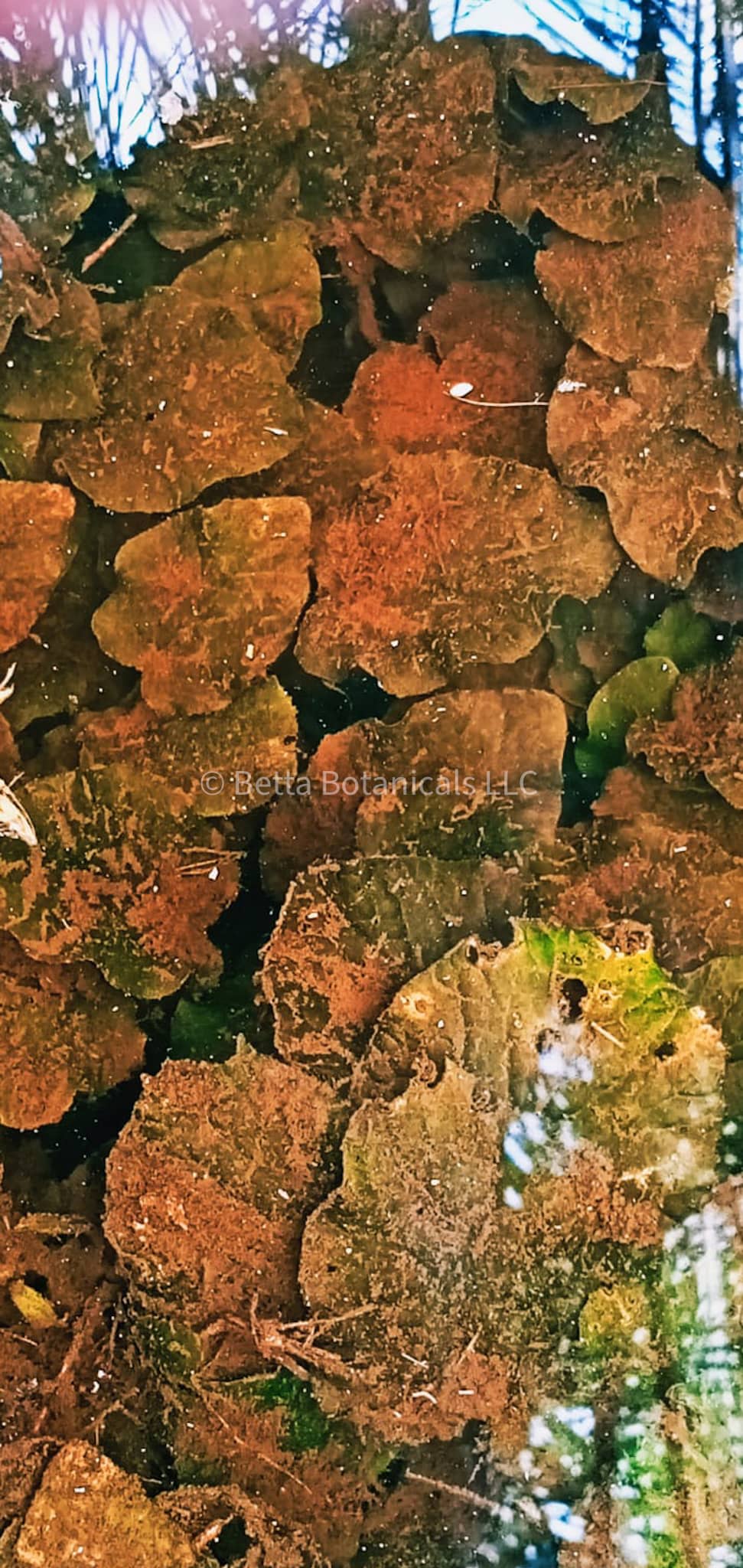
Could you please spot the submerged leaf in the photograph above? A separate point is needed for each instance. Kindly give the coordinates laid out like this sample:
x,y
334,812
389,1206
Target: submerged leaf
x,y
601,185
27,294
272,284
207,599
83,1498
210,1183
544,77
190,396
106,882
448,560
65,1032
670,860
702,733
671,492
648,299
35,534
215,761
350,935
460,773
49,375
640,691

§ **What the task requires**: Apart from the pictures, every line above must be repeated exactly.

§ **Answer box**:
Could you please spot the submerged leaf in the photograph above? A separate point is needed for each instance. Kindly give the coordinates laid out like this sample:
x,y
334,812
389,1206
Target: submerged leaf
x,y
601,185
27,294
272,284
207,599
83,1498
210,1183
544,77
190,396
106,882
448,560
65,1032
670,860
702,733
671,492
648,299
35,534
215,761
350,935
460,773
49,375
640,691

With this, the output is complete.